TASK TO CARRY OUT: Pick up the account of Philip and the Ethiopian eunuch below and extend it, starting right after the quoted Isaiah lines that close it.

One of our lessons today at church was the story of the Ethiopian eunuch from the Acts of the Apostles 8:26-40:
An angel of the Lord said to Philip, “Get up and go toward the south to the road that goes down from Jerusalem to Gaza.” (This is a wilderness road.) So he got up and went. Now there was an Ethiopian eunuch, a court official of the Candace, queen of the Ethiopians, in charge of her entire treasury. He had come to Jerusalem to worship and was returning home; seated in his chariot, he was reading the prophet Isaiah. Then the Spirit said to Philip, “Go over to this chariot and join it.” So Philip ran up to it and heard him reading the prophet Isaiah. He asked, “Do you understand what you are reading?” He replied, “How can I, unless someone guides me?” And he invited Philip to get in and sit beside him. Now the passage of the scripture that he was reading was this:
“Like a sheep he was led to the slaughter,
and like a lamb silent before its shearer,
so he does not open his mouth.
In his humiliation justice was denied him.
Who can describe his generation?
For his life is taken away from the earth.”

GIVEN DATA:
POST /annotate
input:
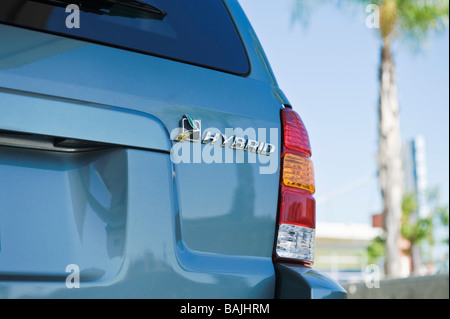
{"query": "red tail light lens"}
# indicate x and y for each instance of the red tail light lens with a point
(297, 208)
(295, 135)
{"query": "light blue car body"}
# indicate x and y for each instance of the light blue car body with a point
(136, 224)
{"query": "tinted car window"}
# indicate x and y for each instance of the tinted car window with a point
(199, 32)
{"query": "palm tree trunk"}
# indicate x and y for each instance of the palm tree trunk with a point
(390, 162)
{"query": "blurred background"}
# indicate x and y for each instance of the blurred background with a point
(326, 58)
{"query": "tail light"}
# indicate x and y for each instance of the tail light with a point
(297, 207)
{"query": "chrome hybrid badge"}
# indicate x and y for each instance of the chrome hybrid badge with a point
(191, 131)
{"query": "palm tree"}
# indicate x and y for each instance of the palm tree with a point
(413, 20)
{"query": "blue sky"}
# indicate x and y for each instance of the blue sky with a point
(329, 70)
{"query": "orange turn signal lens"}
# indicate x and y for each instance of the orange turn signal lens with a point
(298, 172)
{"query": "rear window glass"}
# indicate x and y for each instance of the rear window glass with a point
(199, 32)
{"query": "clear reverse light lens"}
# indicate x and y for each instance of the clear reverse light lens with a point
(296, 242)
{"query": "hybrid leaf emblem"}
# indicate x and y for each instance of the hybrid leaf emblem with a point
(190, 129)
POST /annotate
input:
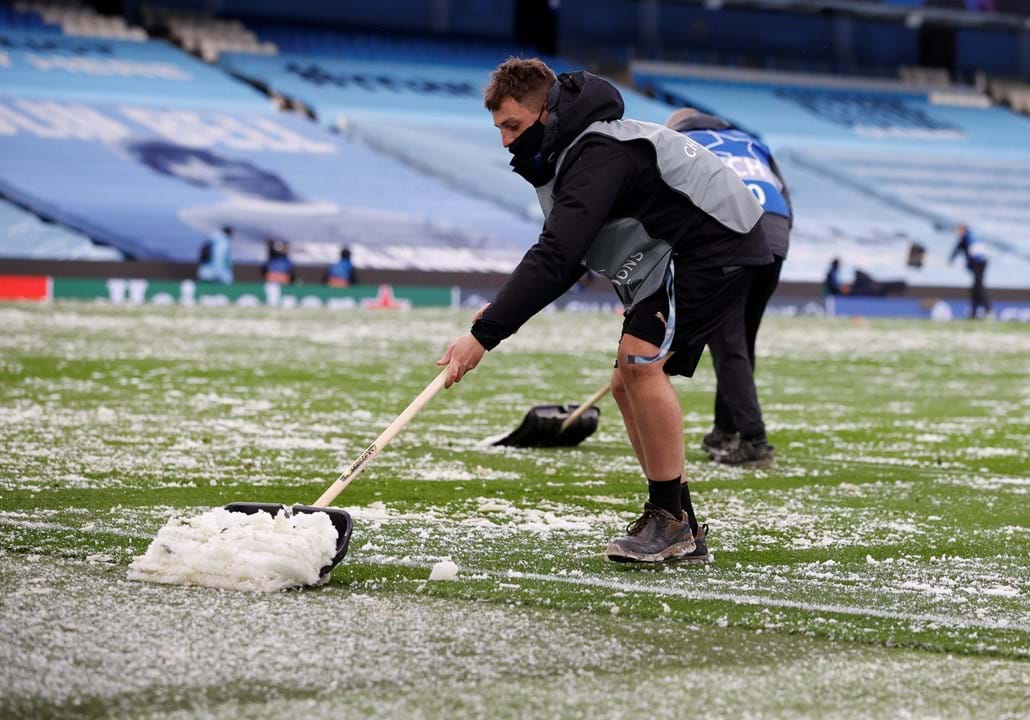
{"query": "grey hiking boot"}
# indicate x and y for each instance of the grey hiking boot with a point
(700, 552)
(654, 537)
(749, 454)
(719, 442)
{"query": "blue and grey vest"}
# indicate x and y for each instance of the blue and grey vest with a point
(624, 252)
(749, 158)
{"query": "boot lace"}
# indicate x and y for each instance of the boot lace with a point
(640, 523)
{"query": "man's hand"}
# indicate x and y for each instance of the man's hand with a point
(462, 355)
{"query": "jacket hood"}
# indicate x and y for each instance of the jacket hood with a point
(576, 100)
(700, 122)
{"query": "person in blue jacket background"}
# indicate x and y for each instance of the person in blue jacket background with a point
(341, 273)
(215, 258)
(739, 435)
(975, 254)
(278, 268)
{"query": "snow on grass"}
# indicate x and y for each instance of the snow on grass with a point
(895, 514)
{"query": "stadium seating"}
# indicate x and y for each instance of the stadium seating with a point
(417, 100)
(144, 147)
(203, 35)
(874, 166)
(42, 65)
(11, 19)
(78, 20)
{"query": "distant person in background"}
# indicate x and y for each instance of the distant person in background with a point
(215, 258)
(739, 433)
(831, 284)
(341, 273)
(278, 268)
(975, 254)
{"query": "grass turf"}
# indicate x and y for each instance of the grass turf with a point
(880, 569)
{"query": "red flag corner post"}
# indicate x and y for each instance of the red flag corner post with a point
(33, 287)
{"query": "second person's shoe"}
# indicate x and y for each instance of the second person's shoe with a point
(749, 454)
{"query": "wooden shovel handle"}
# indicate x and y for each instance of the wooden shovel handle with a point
(355, 468)
(590, 402)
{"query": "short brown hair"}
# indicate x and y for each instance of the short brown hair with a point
(520, 78)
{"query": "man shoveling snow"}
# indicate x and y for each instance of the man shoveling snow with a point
(240, 551)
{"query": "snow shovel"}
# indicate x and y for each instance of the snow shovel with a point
(556, 425)
(341, 519)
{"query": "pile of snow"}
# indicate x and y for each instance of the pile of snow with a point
(444, 570)
(236, 551)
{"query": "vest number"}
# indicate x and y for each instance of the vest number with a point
(757, 192)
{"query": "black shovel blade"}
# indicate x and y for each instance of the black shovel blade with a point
(542, 427)
(341, 520)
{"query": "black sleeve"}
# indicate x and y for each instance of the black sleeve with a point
(783, 183)
(587, 190)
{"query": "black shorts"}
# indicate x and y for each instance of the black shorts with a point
(705, 299)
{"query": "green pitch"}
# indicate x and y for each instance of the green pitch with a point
(881, 569)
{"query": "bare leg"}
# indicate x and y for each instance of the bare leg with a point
(621, 396)
(654, 409)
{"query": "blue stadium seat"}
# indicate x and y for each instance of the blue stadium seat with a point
(873, 169)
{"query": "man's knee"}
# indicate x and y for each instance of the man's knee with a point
(619, 387)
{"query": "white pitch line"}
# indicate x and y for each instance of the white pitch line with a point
(771, 602)
(42, 525)
(668, 591)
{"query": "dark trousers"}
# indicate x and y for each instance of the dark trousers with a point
(979, 297)
(732, 349)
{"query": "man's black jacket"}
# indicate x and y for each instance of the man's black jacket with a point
(604, 179)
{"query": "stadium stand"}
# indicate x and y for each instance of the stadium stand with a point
(203, 35)
(405, 167)
(24, 235)
(418, 100)
(11, 19)
(78, 20)
(876, 166)
(145, 148)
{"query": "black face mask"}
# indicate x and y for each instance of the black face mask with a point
(527, 161)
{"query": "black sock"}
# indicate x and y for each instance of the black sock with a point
(688, 507)
(665, 494)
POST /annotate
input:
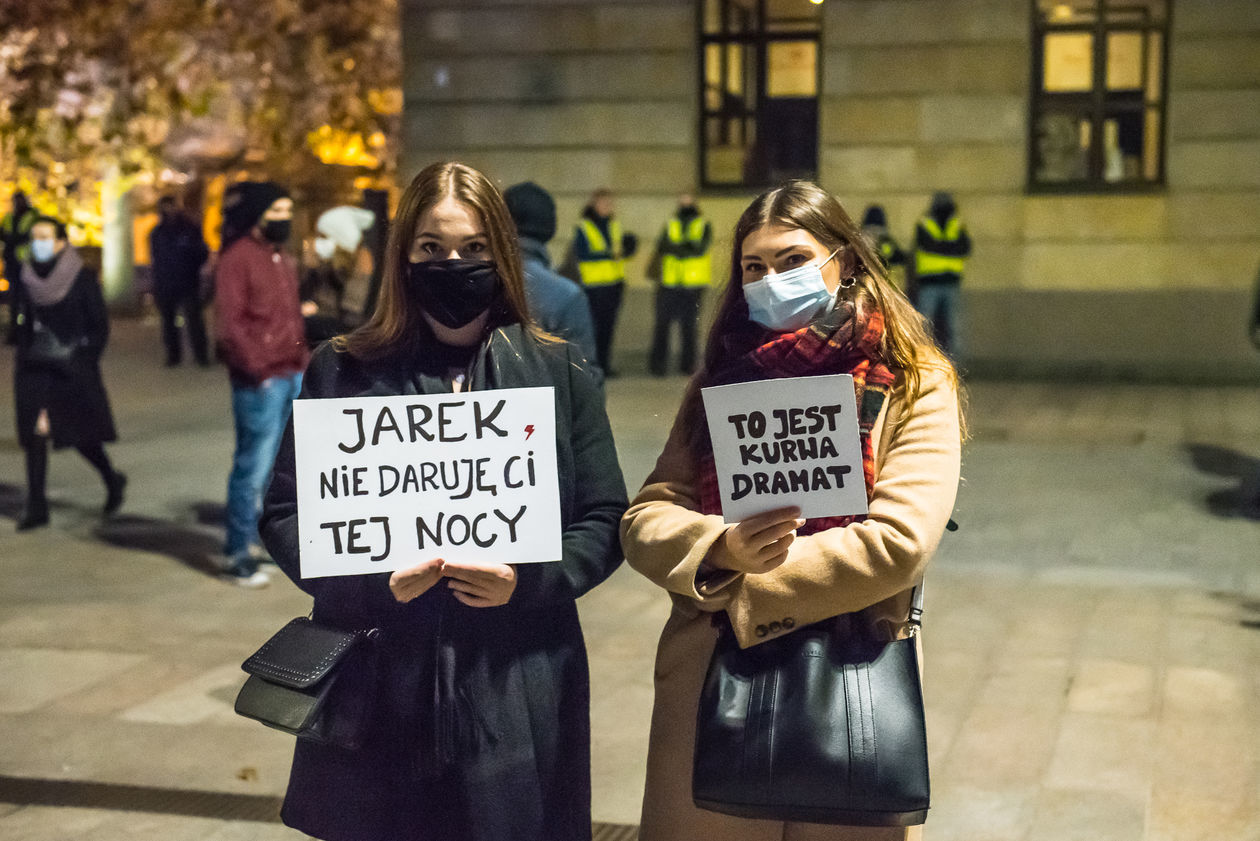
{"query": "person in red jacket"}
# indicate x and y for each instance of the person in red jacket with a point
(260, 337)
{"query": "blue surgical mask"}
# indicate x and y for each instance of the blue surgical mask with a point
(43, 250)
(789, 300)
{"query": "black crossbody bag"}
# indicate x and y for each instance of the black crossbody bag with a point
(818, 726)
(314, 682)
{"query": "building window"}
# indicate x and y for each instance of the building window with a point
(759, 98)
(1099, 95)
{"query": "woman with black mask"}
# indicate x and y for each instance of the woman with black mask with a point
(480, 726)
(59, 327)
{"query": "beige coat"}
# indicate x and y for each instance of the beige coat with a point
(867, 566)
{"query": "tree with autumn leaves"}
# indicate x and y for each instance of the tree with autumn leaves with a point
(156, 92)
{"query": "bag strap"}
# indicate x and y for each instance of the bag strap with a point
(916, 605)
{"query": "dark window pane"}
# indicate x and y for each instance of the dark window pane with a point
(712, 17)
(1062, 148)
(1154, 67)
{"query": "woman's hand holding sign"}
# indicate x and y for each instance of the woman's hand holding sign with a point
(481, 585)
(474, 585)
(757, 544)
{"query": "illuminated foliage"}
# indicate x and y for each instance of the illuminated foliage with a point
(154, 91)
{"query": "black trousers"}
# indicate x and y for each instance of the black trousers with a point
(37, 470)
(605, 304)
(189, 304)
(678, 304)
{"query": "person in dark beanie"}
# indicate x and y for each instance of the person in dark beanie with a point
(875, 226)
(261, 338)
(59, 327)
(556, 303)
(177, 254)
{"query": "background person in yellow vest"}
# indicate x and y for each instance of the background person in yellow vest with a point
(875, 226)
(941, 246)
(15, 236)
(600, 252)
(682, 270)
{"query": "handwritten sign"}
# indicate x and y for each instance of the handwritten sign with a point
(384, 483)
(791, 441)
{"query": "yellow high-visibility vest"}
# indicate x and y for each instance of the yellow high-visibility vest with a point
(23, 226)
(686, 271)
(935, 264)
(605, 266)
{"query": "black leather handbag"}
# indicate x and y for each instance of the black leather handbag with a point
(47, 351)
(820, 725)
(314, 682)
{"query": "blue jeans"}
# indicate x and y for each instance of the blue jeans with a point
(261, 414)
(939, 304)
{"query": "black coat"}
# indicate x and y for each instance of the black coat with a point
(78, 409)
(177, 254)
(481, 728)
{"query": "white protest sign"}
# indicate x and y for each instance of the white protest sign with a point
(790, 441)
(384, 483)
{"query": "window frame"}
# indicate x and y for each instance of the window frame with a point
(1098, 100)
(759, 38)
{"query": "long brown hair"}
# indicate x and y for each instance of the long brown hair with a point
(906, 346)
(397, 323)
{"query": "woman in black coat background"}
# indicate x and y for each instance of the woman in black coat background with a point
(59, 327)
(481, 724)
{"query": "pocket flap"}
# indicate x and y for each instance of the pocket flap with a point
(300, 655)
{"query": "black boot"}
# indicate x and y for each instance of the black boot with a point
(115, 487)
(34, 516)
(37, 475)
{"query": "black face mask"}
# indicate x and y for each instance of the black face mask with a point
(454, 291)
(276, 231)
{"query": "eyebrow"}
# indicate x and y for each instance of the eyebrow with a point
(778, 254)
(435, 236)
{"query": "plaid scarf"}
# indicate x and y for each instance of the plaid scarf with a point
(836, 343)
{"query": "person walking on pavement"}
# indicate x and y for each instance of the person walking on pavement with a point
(260, 337)
(941, 247)
(334, 289)
(600, 251)
(682, 269)
(59, 327)
(15, 236)
(555, 301)
(480, 725)
(178, 252)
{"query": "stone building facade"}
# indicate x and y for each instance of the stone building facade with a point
(912, 96)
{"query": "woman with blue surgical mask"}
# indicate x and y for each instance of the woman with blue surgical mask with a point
(807, 296)
(59, 328)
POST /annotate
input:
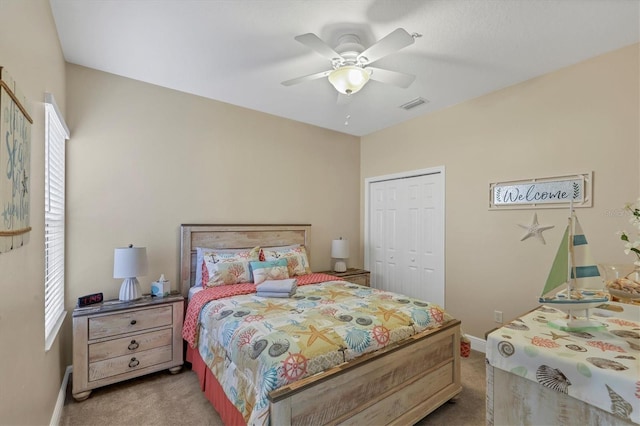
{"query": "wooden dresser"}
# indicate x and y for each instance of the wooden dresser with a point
(115, 341)
(356, 276)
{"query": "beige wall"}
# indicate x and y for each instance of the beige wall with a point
(579, 119)
(144, 159)
(29, 377)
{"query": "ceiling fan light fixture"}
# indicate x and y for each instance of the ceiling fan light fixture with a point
(349, 79)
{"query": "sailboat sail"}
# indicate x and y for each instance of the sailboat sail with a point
(558, 273)
(585, 273)
(574, 269)
(573, 260)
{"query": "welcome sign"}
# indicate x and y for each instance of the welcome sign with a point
(543, 192)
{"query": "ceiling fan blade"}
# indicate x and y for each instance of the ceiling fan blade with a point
(314, 42)
(395, 78)
(391, 43)
(306, 78)
(343, 99)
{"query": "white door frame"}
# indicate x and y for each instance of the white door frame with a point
(402, 175)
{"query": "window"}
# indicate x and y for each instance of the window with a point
(56, 133)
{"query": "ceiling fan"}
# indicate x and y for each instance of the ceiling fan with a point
(350, 61)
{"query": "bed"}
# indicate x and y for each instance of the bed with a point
(398, 383)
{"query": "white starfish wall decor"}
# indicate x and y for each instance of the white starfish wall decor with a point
(535, 230)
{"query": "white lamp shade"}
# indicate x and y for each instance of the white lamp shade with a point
(129, 262)
(340, 249)
(349, 79)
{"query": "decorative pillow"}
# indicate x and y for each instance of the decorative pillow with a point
(269, 270)
(296, 255)
(224, 267)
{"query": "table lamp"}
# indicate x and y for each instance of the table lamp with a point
(129, 263)
(340, 251)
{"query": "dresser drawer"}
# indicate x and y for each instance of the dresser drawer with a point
(127, 322)
(129, 345)
(126, 363)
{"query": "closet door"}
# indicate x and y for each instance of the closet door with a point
(423, 244)
(406, 236)
(384, 240)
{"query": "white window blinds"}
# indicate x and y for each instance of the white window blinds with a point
(56, 133)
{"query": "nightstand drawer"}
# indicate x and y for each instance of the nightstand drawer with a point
(126, 363)
(127, 322)
(129, 345)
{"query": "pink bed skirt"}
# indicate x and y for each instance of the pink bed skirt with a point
(213, 391)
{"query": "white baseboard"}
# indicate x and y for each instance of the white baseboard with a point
(57, 411)
(478, 344)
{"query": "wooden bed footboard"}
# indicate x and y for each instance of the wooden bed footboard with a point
(398, 385)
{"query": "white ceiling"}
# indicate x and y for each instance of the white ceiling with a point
(239, 51)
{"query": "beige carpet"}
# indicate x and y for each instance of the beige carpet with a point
(165, 399)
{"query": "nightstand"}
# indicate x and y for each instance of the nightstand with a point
(115, 341)
(356, 276)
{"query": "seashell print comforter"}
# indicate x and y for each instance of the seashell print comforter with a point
(599, 366)
(254, 345)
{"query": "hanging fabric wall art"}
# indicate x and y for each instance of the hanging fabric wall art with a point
(15, 165)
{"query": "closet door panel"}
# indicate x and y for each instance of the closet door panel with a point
(377, 234)
(431, 237)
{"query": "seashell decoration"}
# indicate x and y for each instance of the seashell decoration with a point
(278, 348)
(607, 364)
(619, 406)
(257, 348)
(581, 334)
(576, 348)
(506, 349)
(552, 378)
(626, 334)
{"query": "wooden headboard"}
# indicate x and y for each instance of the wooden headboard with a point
(233, 237)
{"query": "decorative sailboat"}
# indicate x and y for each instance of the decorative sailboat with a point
(576, 273)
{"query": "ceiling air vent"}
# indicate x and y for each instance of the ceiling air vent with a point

FINAL ANSWER:
The eunuch asked Philip, “About whom, may I ask you, does the prophet say this, about himself or about someone else?” Then Philip began to speak, and starting with this scripture, he proclaimed to him the good news about Jesus. As they were going along the road, they came to some water; and the eunuch said, “Look, here is water! What is to prevent me from being baptized?” He commanded the chariot to stop, and both of them, Philip and the eunuch, went down into the water, and Philip baptized him. When they came up out of the water, the Spirit of the Lord snatched Philip away; the eunuch saw him no more, and went on his way rejoicing. But Philip found himself at Azotus, and as he was passing through the region, he proclaimed the good news to all the towns until he came to Caesarea.
I had heard this story once or twice before, but never really thought much about it until recently. This story is one that you really have to understand within its cultural and historical context to be able to understand just how amazing of a story it is.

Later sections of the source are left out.